* _Task to carry out_: Every line of the records below should be restated exactly.

══════════════════════════════

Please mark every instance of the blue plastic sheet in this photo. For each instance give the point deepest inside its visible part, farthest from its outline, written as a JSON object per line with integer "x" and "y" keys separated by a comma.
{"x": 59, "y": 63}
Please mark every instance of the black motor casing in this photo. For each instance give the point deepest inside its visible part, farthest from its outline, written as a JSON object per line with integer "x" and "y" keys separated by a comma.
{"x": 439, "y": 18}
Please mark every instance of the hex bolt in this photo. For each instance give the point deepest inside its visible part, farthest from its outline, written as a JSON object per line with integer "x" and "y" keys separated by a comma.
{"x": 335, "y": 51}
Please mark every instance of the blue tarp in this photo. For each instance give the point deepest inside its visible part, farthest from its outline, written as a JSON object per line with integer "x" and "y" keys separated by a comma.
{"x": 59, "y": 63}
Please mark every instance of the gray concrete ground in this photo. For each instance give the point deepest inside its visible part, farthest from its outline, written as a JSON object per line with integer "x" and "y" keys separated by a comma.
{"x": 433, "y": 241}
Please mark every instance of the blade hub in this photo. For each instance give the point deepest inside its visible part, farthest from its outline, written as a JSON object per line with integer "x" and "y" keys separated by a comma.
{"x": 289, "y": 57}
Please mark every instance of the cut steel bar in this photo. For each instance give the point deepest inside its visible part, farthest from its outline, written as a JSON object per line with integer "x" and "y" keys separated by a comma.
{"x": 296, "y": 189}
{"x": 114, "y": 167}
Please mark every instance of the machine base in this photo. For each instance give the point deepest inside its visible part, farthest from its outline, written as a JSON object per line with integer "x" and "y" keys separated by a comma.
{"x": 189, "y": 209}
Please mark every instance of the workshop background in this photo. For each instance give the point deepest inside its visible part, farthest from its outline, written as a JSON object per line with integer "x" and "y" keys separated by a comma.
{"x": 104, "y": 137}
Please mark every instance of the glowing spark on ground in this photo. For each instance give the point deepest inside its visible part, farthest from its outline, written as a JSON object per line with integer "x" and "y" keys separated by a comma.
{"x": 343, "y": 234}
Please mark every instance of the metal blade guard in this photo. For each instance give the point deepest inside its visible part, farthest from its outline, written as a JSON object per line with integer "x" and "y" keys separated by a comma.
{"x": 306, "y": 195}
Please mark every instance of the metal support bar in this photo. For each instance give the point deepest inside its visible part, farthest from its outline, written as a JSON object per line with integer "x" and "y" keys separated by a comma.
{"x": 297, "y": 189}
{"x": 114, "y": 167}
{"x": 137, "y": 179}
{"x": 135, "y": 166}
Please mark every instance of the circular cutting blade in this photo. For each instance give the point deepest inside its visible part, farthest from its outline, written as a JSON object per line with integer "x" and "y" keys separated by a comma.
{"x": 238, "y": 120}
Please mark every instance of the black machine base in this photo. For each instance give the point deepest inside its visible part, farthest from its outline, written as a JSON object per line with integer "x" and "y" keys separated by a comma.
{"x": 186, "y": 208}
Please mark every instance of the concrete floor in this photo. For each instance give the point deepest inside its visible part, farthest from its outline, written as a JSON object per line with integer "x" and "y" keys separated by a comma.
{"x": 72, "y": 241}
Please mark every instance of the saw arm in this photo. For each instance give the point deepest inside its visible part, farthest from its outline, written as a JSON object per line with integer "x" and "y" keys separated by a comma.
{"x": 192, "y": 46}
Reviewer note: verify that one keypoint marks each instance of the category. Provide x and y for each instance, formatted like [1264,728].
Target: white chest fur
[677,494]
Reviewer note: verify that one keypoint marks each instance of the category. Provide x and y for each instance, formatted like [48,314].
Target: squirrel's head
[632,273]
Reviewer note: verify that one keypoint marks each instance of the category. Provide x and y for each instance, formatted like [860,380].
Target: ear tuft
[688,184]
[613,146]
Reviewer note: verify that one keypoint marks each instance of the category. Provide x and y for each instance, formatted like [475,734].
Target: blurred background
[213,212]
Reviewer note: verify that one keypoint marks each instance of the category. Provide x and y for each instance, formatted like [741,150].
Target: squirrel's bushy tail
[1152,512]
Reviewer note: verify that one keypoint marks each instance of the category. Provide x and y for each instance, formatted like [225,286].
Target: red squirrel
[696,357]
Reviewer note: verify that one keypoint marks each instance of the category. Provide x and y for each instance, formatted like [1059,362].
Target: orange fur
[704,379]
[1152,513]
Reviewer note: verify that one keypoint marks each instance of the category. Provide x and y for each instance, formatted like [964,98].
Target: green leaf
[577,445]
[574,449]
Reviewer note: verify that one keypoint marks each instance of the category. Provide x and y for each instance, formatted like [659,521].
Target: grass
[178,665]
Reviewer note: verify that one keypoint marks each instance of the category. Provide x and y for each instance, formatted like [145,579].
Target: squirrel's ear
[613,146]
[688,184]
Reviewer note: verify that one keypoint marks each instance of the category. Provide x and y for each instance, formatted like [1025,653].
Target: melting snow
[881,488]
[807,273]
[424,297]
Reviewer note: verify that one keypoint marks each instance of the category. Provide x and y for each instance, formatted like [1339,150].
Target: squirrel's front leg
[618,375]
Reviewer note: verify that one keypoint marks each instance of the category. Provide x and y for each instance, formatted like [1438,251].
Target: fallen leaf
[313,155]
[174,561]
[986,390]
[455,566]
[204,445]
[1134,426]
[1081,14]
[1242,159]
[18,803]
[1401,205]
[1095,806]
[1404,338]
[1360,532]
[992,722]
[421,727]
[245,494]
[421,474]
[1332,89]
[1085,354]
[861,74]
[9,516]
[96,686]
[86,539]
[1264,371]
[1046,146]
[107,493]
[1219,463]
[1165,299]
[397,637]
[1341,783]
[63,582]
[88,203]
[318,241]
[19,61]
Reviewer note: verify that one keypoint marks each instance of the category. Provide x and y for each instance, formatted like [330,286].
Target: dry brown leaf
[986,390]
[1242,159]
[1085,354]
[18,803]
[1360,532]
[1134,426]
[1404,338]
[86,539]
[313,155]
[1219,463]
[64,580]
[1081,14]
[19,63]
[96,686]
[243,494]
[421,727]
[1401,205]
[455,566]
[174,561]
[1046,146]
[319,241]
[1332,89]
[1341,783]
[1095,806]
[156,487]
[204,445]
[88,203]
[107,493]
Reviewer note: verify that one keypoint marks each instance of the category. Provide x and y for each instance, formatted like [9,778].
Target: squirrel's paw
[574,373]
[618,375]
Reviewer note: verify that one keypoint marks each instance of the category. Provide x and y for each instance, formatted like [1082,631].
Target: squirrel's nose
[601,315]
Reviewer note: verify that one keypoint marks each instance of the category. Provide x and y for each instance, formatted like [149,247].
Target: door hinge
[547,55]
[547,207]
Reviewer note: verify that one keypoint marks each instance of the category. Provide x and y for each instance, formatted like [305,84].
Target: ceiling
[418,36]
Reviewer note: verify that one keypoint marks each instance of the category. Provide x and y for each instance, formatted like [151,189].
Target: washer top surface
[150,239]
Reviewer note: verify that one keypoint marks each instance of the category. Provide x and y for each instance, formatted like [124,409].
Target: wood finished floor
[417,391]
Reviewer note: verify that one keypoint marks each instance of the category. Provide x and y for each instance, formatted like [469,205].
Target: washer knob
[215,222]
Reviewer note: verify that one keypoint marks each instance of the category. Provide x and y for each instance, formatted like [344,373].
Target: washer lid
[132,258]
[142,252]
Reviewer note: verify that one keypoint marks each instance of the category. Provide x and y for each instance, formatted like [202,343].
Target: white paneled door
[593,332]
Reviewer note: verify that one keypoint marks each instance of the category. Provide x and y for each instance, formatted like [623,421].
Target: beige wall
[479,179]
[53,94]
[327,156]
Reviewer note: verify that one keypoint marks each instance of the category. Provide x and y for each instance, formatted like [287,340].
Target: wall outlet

══════════════════════════════

* _Output for this task_:
Please mark every instance of the blue plastic sheet in this photo. For each instance give the point deepest inside its visible part, farthest from its outline, written as a JSON object per line with integer "x" and "y" keys separated by a comma.
{"x": 59, "y": 63}
Please mark every instance of the black motor casing in this photo. For each instance give the point deepest inside its visible part, farthest from its outline, written as a JSON object per line with integer "x" and "y" keys separated by a comma.
{"x": 439, "y": 18}
Please mark every instance of the hex bolt in this photo. For each instance give the point deepest inside its visible part, farthest from its outline, written as a JSON object per line with integer "x" and "y" keys separated by a comma.
{"x": 335, "y": 51}
Please mark every instance of the blue tarp in this photo. For each instance give the point deepest inside its visible part, farthest from its outline, written as a JSON object per line with integer "x" and "y" keys separated by a comma.
{"x": 59, "y": 63}
Please mark every instance of the gray concrete ground in this photo. For each instance give the point deepest inside its visible part, farthest from its outline, written as a JSON object per line with integer "x" and "y" keys separated by a comma.
{"x": 433, "y": 241}
Please mark every instance of the blade hub in this photo. For each instance give the point deepest inside its visible part, farthest from its outline, written as a JSON object per line with integer "x" and "y" keys separated by a comma.
{"x": 289, "y": 57}
Please mark every instance of the cut steel bar in this photo. For each instance give the point deepest inside its visible part, farthest from its outline, written as a JSON object per line with integer "x" and "y" keys separated by a comma.
{"x": 296, "y": 189}
{"x": 114, "y": 167}
Please mark every instance of the machine base in this photo. For each instance give the point deepest inside its visible part, farthest from its outline, written as a JSON object per line with integer "x" and "y" keys separated by a comma.
{"x": 189, "y": 209}
Please mark every instance of the workshop background in this photo. For each instance give the point deepest inside its visible part, farthest from its outline, written as a JSON object per line with integer "x" and "y" keys separated by a comma.
{"x": 104, "y": 137}
Please mark every instance of the glowing spark on ground in this photo. For each instance give the point deepest inside its visible part, farthest from its outline, written as a JSON object per line with integer "x" and "y" keys separated by a comma.
{"x": 343, "y": 234}
Please mark every instance of the metal blade guard in this photo. For each instance give the point deepest inside its visible part, farthest from its outline, written as a JSON object per line with integer "x" and "y" keys separated by a comma.
{"x": 306, "y": 195}
Please mark every instance of the metal support bar in this photo. For each instance give the point deepest inside its visible part, farthest from its outline, written as a JSON object per line with integer "x" and "y" keys separated by a comma.
{"x": 297, "y": 189}
{"x": 114, "y": 167}
{"x": 137, "y": 179}
{"x": 135, "y": 166}
Please mark every instance of the circular cutting blade in this photo. For each instance give the point deepest inside its visible part, farthest from its outline, written as a JSON object per line with integer "x" and "y" keys separated by a comma.
{"x": 238, "y": 120}
Please mark every instance of the black machine base in this photo. For each instance give the point deepest inside its visible part, farthest from its outline, written as a JSON object per line with integer "x" and "y" keys separated by a comma.
{"x": 186, "y": 208}
Please mark every instance of the concrete floor in this photo. For each instance give the point deepest inside its visible part, farthest from its outline, written as a JSON object per line with integer "x" and "y" keys separated by a comma.
{"x": 72, "y": 241}
Please mark every instance of the saw arm in this photo. For each instance give the point deepest inside its visible part, farthest from its outline, written as a JSON object per line with integer "x" and "y" keys separated by a comma.
{"x": 192, "y": 46}
Reviewer note: verify that one keypoint marks each instance of the category. Provide x and y for each instance, formatted like [1264,728].
Target: white chest fur
[677,494]
Reviewer note: verify that one keypoint marks each instance of the category. Provide x and y for each instance, formatted like [48,314].
Target: squirrel's head
[632,273]
Reviewer note: verify that one keypoint marks each instance of the category. Provide x and y for each instance, formatted like [860,380].
Target: ear tuft
[688,184]
[613,146]
Reviewer note: verify that one keypoint marks each instance of the category. Provide x and y for each instance, formatted like [475,734].
Target: blurred background
[213,212]
Reviewer note: verify that one keypoint marks each instance of the category. Provide x and y for each instance, formatted like [741,150].
Target: squirrel's bushy tail
[1152,512]
Reviewer note: verify that one keypoint marks each instance of the category. Provide x and y for each instance, formatted like [225,286].
Target: red squirrel
[696,357]
Reviewer note: verify that one keypoint marks each instance of the category. Provide x and y for each instance, formatted like [1059,362].
Target: orange fur
[704,379]
[1152,513]
Reviewer note: verify that one keypoint marks each instance of the category. Provide x and y for each instance, formatted like [964,98].
Target: green leaf
[577,445]
[574,449]
Reviewer note: verify that one keypoint marks each instance of the category. Provide x and y for each instance, formatted like [659,521].
Target: grass
[178,665]
Reviewer note: verify that one keypoint marks each instance of the category. Provide x and y for each instance, formatted like [145,579].
Target: squirrel's ear
[613,146]
[688,184]
Reviewer note: verify that one keypoint marks each instance of the category. Provide x and y for each instance, formatted like [1025,653].
Target: melting snow
[881,488]
[807,273]
[424,297]
Reviewer note: verify that one keypoint marks each instance of the category. Provide x and y for each instance, formatted like [1339,150].
Target: squirrel's front leg
[618,375]
Reviewer note: verify that one keypoint marks each instance of the category. Provide x and y for each instance, formatted like [1438,251].
Target: fallen leaf
[313,155]
[174,561]
[986,390]
[455,566]
[204,445]
[1134,426]
[1081,14]
[1242,159]
[18,803]
[1401,205]
[1095,806]
[1404,338]
[1360,532]
[992,722]
[421,727]
[245,494]
[421,474]
[1332,89]
[1085,354]
[861,74]
[9,516]
[96,686]
[86,539]
[1264,371]
[1046,146]
[107,493]
[1219,463]
[1165,299]
[397,637]
[1341,783]
[63,582]
[88,203]
[318,241]
[19,61]
Reviewer note: verify that one keypoint marks each instance of the category. Provide x and y for each instance, formatted like [330,286].
Target: dry brown leaf
[986,390]
[1242,159]
[1085,354]
[18,803]
[1360,532]
[1134,426]
[1404,338]
[86,539]
[313,155]
[1219,463]
[64,580]
[1081,14]
[19,63]
[96,686]
[243,494]
[421,727]
[1401,205]
[455,566]
[174,561]
[1046,146]
[319,241]
[1332,89]
[1341,783]
[1095,806]
[156,487]
[204,445]
[88,203]
[107,493]
Reviewer note: verify that one keypoint marks each instance of the category. Provide x and y for each instance, formatted like [9,778].
Target: squirrel's paw
[574,373]
[618,375]
Reviewer note: verify that one keypoint marks each instance of the category. Provide x and y for each instance, formatted like [1082,631].
Target: squirrel's nose
[601,315]
Reviewer note: verify that one keypoint marks each instance of the category. Provide x and y for each instance, formatted like [149,247].
Target: door hinge
[547,55]
[547,207]
Reviewer note: verify that one keypoint marks each instance of the category. Provide x and y for each instance, formatted like [305,84].
Target: ceiling
[418,36]
Reviewer note: verify that one keypoint marks each instance of the category. Provide x and y for each instance, formatted like [151,189].
Target: washer top surface
[150,239]
Reviewer note: verify that one keypoint marks each instance of the category. Provide x and y for each instance, formatted like [124,409].
Target: wood finished floor
[417,391]
Reviewer note: verify that one keypoint marks each instance of the category. Provide x and y for each instance, formatted like [469,205].
Target: washer knob
[215,222]
Reviewer note: verify that one keypoint marks each instance of the category. Provide x and y for each instance, formatted like [344,373].
Target: washer lid
[132,258]
[142,252]
Reviewer note: verify that one keypoint marks each instance of the category. Provide x and y for each instance, formatted like [202,343].
Target: white paneled door
[593,332]
Reviewer note: verify that one keypoint marks each instance of the category. Provide x and y for each instance, formatted like [623,421].
Target: beige wall
[479,179]
[53,94]
[327,156]
Reviewer note: verify that one keypoint marks each instance of the category. Provide x and y for each instance, formatted like [287,340].
Target: wall outlet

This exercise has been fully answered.